- **Work order**
In the entries below, find each line with the word "instance" and return it.

- **Extracted information**
============
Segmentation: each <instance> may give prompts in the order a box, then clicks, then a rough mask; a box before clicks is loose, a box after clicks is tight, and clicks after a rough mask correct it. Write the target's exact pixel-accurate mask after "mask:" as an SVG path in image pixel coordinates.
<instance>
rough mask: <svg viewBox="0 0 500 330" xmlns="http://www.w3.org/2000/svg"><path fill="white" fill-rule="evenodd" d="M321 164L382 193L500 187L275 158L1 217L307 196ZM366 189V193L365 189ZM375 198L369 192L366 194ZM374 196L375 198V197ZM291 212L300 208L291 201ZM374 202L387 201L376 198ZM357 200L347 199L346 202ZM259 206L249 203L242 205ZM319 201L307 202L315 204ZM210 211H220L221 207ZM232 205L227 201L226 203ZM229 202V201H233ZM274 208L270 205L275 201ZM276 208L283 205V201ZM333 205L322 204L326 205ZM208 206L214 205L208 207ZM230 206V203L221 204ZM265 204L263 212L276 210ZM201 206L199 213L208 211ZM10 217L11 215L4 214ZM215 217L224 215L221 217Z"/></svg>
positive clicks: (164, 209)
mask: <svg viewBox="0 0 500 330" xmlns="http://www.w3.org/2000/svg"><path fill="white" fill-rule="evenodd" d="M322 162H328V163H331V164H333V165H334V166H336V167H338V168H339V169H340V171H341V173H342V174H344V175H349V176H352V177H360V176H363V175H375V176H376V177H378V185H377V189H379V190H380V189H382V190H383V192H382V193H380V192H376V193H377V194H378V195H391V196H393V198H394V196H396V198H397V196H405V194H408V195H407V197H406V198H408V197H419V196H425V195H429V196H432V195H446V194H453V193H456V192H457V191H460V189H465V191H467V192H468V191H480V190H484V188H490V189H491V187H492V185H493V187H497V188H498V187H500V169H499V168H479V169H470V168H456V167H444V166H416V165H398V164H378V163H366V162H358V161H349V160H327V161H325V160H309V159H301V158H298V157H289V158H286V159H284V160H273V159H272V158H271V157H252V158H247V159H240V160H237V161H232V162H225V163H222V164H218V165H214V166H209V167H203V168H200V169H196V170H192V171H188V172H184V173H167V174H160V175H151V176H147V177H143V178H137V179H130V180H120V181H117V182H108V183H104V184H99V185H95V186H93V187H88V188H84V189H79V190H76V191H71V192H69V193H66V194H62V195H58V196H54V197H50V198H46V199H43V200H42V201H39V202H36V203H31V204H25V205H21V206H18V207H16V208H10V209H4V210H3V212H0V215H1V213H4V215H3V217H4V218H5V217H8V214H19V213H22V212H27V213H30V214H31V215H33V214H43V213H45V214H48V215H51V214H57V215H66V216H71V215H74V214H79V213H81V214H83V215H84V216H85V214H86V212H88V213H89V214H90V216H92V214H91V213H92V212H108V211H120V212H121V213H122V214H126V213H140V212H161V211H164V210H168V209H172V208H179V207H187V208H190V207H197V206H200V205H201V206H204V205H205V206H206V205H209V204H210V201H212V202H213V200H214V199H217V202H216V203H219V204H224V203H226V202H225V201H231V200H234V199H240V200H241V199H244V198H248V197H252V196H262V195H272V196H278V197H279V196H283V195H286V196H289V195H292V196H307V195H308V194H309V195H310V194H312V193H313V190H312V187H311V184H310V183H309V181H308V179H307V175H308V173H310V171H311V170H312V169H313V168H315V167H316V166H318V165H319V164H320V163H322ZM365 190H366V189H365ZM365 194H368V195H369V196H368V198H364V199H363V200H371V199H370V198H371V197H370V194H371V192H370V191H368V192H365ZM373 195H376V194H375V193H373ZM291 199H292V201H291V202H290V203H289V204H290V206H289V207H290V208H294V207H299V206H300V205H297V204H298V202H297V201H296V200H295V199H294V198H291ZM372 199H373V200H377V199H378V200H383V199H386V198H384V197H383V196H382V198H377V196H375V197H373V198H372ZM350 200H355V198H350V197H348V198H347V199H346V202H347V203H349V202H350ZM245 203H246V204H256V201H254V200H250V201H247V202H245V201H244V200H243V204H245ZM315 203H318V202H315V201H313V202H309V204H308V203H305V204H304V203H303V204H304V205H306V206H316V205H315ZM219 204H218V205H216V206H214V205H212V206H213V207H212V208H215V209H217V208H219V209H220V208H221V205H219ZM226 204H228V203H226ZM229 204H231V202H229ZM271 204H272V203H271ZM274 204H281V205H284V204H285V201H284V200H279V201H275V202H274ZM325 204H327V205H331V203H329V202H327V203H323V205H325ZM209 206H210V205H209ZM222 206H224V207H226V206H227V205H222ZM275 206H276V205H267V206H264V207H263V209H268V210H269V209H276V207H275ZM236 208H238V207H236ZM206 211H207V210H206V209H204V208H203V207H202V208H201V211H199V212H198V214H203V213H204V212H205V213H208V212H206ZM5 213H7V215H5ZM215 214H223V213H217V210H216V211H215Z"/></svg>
============
- **Reply**
Segmentation: each <instance> may give prompts in the order a box, then clicks, then a rough mask; a box before clicks is loose, a box after clicks is tight, and clicks after a rough mask correct it. Write the target's exact pixel-accurate mask after "mask:" as an SVG path in image pixel coordinates.
<instance>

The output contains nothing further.